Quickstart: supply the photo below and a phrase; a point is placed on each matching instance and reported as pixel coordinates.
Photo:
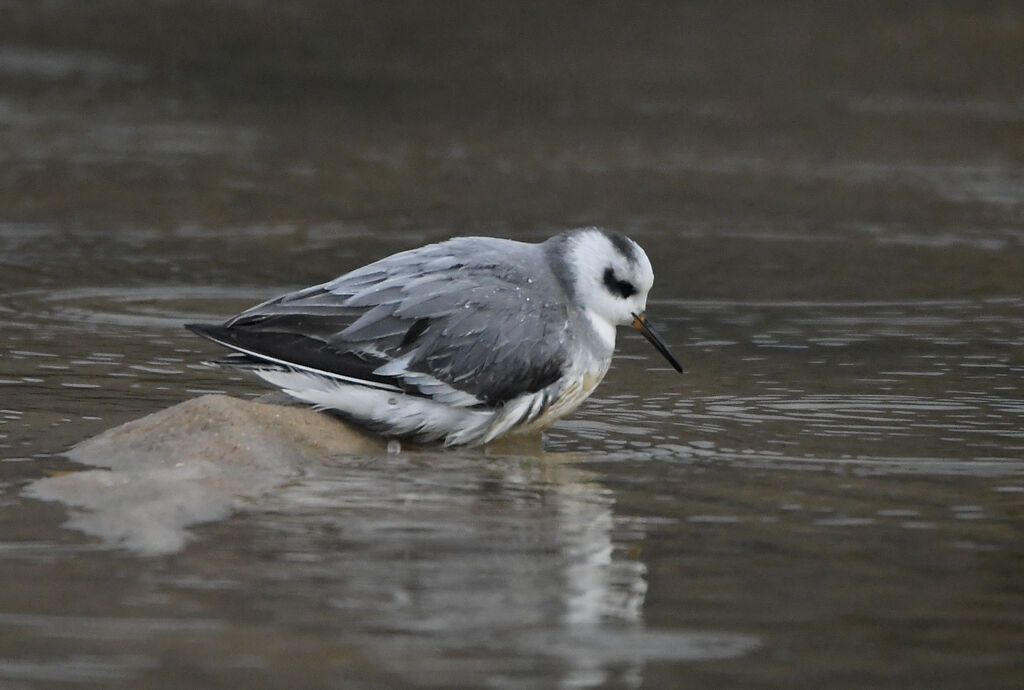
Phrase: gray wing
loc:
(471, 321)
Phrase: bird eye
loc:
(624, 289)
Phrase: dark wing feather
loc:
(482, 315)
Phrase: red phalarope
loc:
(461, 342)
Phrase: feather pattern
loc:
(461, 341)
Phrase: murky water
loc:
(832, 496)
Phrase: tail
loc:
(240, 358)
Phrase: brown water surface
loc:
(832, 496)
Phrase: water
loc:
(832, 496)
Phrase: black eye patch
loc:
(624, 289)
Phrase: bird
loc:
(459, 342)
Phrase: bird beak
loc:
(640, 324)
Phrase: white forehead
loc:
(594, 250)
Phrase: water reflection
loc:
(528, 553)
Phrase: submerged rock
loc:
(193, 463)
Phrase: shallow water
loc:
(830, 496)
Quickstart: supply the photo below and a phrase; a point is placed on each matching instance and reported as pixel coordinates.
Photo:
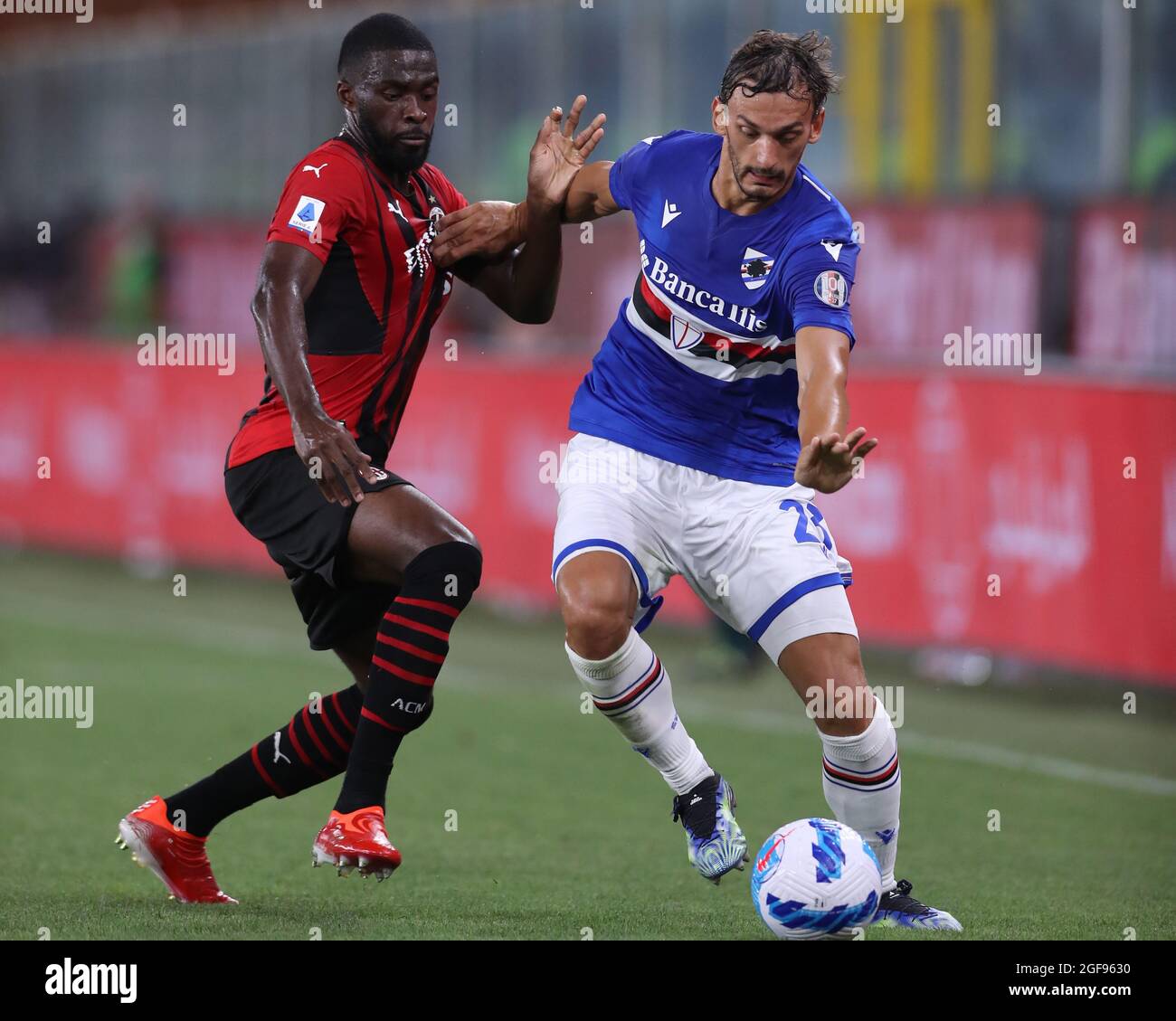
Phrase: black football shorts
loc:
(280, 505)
------
- **REQUIRED TASK**: Scale the records above by writing every line out again, phrases included, with each x and y coordinate of the answer points multiplied by 2.55 and rounded to the nearest whole number, halves going up. Omit the pictures from your output.

- **SOLUTION TO THIS TASK**:
Quickstart: supply the photo below and a phrase; a point is placed on each matching instance and reported as pixel coordinates.
Photo:
Phrase: gray wing
loc:
(1201, 819)
Phrase: bird eye
loc:
(1591, 737)
Phrase: dark wing feather
loc:
(1229, 803)
Phrase: red phalarope
loc:
(1176, 872)
Phrase: feather pattern
loc:
(1176, 870)
Phrase: murky water
loc:
(2122, 1265)
Phrase: tail
loc:
(612, 913)
Phrase: brown water surface
loc:
(2122, 1265)
Phrase: water
loc:
(2122, 1265)
Phrase: black eye patch
loc:
(1591, 737)
Phrase: bird
loc:
(1170, 872)
Phrase: bird beak
loc:
(1632, 826)
Phrase: white forehead
loc:
(1515, 638)
Phrase: water reflection
loc:
(1346, 1410)
Phrase: submerged rock
loc:
(492, 1181)
Phrase: shallow water
loc:
(2117, 1265)
Quickstart: supply the photo below and a phrase; a point is placed on each matching instance and reported as pixel coordinates.
Photo:
Phrase: black football shorts
loc:
(714, 1288)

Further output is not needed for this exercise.